§ Text to read
*-*-*

Friday, March 24, 2017

The Cost

"What people don’t realize is how much religion costs. They think faith is a big electric blanket, when of course it is the cross. It is much harder to believe than not to believe. If you feel you can’t believe, you must at least do this: keep an open mind. Keep it open toward faith, keep wanting it, keep asking for it, and leave the rest to God." 

         - Flannery O'Connor

Monday, March 20, 2017

Essentials

3 Things We Must Believe About God's Word adapted from Taking God At His Word: Why the Bible Is Knowable, Necessary, and Enough, and What That Means for You and Me by Kevin DeYoung.

Essentials

In Psalm 119 we see at least three essential, irreducible characteristics we should believe about God’s word.

1. God’s word says what is true.

Like the psalmist, we can trust in the word (v. 42), knowing that it is altogether true (v. 142). We can’t trust everything we read on the Internet. We can’t trust everything we hear from our professors. We certainly can’t trust all the facts given by our politicians. We can’t even trust the fact-checkers who check those facts! Statistics can be manipulated. Photographs can be faked. Magazine covers can be airbrushed. Our teachers, our friends, our science, our studies, even our eyes can deceive us. But the word of God is entirely true and always true:
God’s word is firmly fixed in the heavens (v. 89); it doesn’t change. There is no limit to its perfection (v. 96); it contains nothing corrupt. All God’s righteous rules endure forever (v. 160); they never get old and never wear out.

*-*-*

§ Records for the exercise
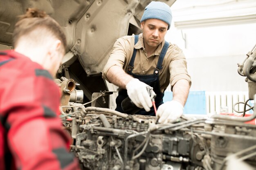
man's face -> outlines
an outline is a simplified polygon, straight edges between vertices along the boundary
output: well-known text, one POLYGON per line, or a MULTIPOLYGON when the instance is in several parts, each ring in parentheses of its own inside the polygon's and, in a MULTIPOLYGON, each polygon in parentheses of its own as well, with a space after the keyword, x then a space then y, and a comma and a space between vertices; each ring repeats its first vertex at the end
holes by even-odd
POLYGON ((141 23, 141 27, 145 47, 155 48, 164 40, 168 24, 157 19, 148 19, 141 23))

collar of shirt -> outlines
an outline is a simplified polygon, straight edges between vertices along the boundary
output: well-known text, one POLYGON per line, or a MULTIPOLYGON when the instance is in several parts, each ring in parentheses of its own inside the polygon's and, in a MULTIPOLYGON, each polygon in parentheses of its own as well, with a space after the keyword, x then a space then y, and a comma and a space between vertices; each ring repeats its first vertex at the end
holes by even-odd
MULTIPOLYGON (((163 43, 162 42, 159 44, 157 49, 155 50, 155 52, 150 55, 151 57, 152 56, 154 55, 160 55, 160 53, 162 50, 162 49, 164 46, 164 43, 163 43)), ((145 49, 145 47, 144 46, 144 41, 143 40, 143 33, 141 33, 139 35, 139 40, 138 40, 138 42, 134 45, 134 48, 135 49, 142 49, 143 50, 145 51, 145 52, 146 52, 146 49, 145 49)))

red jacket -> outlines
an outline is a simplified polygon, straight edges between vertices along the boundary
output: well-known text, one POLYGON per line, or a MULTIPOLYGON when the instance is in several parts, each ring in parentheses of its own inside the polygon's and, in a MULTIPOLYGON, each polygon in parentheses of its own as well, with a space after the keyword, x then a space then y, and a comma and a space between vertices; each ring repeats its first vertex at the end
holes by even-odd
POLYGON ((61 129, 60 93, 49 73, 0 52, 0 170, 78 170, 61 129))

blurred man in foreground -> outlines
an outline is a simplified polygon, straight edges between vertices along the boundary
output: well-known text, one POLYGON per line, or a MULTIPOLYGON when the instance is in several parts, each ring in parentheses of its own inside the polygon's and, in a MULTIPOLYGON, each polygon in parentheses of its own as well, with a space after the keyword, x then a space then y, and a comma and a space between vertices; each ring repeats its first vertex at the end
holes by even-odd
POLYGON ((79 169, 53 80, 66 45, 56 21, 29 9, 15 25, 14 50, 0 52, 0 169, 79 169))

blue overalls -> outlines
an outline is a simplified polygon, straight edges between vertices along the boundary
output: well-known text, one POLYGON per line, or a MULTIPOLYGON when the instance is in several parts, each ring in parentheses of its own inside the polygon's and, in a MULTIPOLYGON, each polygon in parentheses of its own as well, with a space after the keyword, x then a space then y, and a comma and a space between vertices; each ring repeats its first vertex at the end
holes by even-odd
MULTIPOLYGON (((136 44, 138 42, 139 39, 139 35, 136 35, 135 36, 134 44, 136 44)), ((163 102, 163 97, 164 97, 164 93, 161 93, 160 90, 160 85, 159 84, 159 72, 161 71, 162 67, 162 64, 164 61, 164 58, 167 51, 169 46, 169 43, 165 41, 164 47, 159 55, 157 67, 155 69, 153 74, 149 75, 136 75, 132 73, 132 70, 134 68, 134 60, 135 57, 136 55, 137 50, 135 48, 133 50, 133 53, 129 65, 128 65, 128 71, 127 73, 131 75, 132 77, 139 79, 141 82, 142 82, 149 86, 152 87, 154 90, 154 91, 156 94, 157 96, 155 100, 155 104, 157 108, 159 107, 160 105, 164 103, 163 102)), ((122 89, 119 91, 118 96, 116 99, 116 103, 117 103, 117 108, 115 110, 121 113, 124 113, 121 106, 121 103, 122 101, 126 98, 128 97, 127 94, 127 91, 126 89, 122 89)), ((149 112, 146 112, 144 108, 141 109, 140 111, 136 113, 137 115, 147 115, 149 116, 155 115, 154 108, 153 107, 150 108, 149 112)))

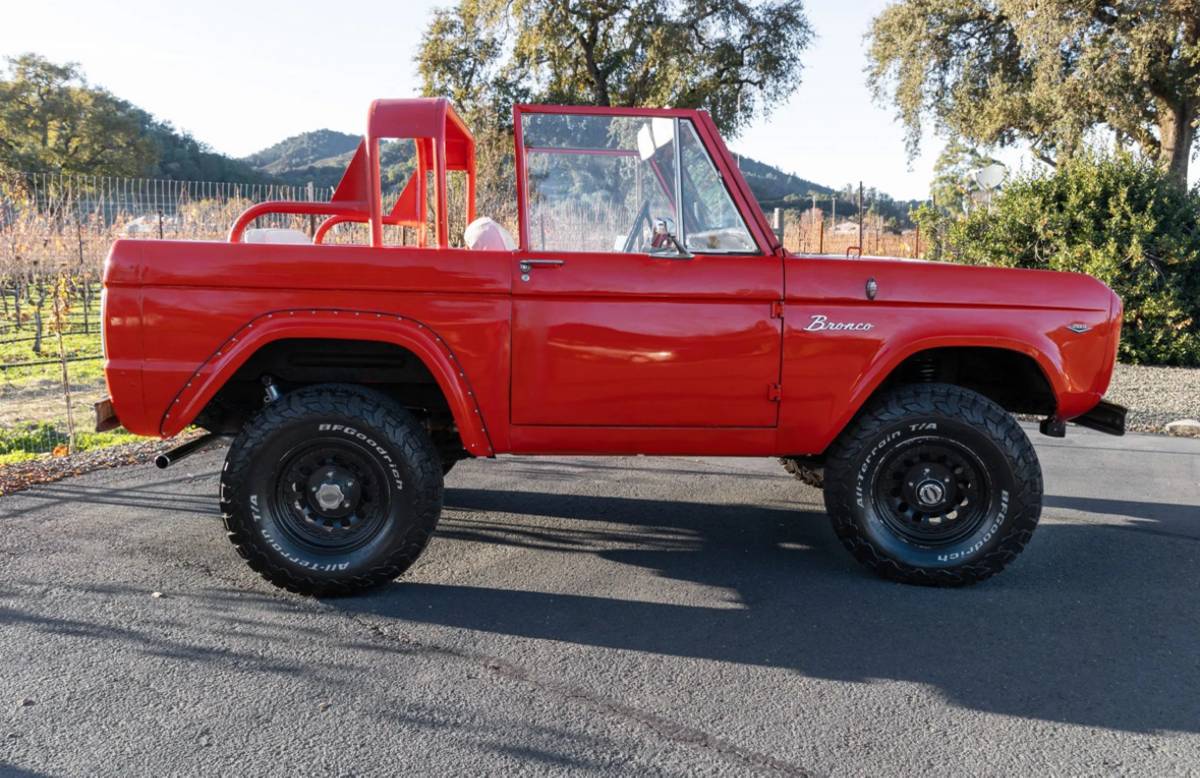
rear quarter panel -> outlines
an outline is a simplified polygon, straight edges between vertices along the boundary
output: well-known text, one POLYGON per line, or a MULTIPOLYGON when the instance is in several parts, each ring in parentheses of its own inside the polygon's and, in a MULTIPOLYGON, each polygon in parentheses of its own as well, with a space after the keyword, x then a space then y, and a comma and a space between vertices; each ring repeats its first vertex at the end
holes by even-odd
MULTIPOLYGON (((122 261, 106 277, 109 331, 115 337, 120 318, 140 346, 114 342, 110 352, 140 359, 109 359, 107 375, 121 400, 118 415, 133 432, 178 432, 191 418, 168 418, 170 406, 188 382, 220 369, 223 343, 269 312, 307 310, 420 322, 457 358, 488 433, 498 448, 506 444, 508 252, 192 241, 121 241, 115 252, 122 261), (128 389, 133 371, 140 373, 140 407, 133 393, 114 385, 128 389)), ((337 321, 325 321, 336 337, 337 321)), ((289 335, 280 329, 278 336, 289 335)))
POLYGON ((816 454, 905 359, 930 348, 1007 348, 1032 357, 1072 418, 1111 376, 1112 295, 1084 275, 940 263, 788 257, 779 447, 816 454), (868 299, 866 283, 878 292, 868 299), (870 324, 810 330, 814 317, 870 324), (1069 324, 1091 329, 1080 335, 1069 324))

*-*-*

§ Requirements
a - Could you render everything from the start of the entries down to the line containing "POLYGON ((141 23, 141" as a numbered list, leaving out blank lines and the picture?
b - How would the faith blog go on from where it stops? Write the continuation.
The entries have nothing to do with the faith blog.

§ Outputs for the tasks
a -
1. man's face -> outlines
2. an outline is a simplified polygon, straight edges between vertices along the boundary
3. output: well-known text, one POLYGON per line, or a MULTIPOLYGON when the instance is in several parts, each ring in parentheses of its own inside the polygon's and, in a MULTIPOLYGON, each polygon in parentheses of its own as well, with a space after the keyword, x then a space then y, and a comma and a space between vertices; each ring repeats its first vertex at the end
4. holes by even-odd
5. POLYGON ((141 23, 141 27, 145 47, 155 48, 164 40, 168 24, 157 19, 148 19, 141 23))

b -
If you ever think to yourself, “I need to know what is true— what is true about me, true about people, true about the world, true about the future, true about the past, true about the good life, and true about God,” then come to God’s word. It teaches only what is true: “Sanctify them in the truth,” Jesus said; “your word is truth” (John 17:17).

2. God’s word demands what is right.

The psalmist gladly acknowledges God’s right to issue commands and humbly accepts that all these commands are right. “I know, O Lord, that your rules are righteous,” he says (Ps. 119:75). All God’s commandments are sure (v. 86). All his precepts are right (v. 128). I sometimes hear Christians admit that they don’t like what the Bible says, but since it’s the Bible they have to obey it. On one level, this is an admirable example of submitting oneself to the word of God. And yet, we should go one step further and learn to see the goodness and rightness in all that God commands. We should love what God loves and delight in whatever he says. God does not lay down arbitrary rules. He does not give orders so that we might be restricted and miserable. He never requires what is impure, unloving, or unwise. His demands are always noble, always just, and always righteous.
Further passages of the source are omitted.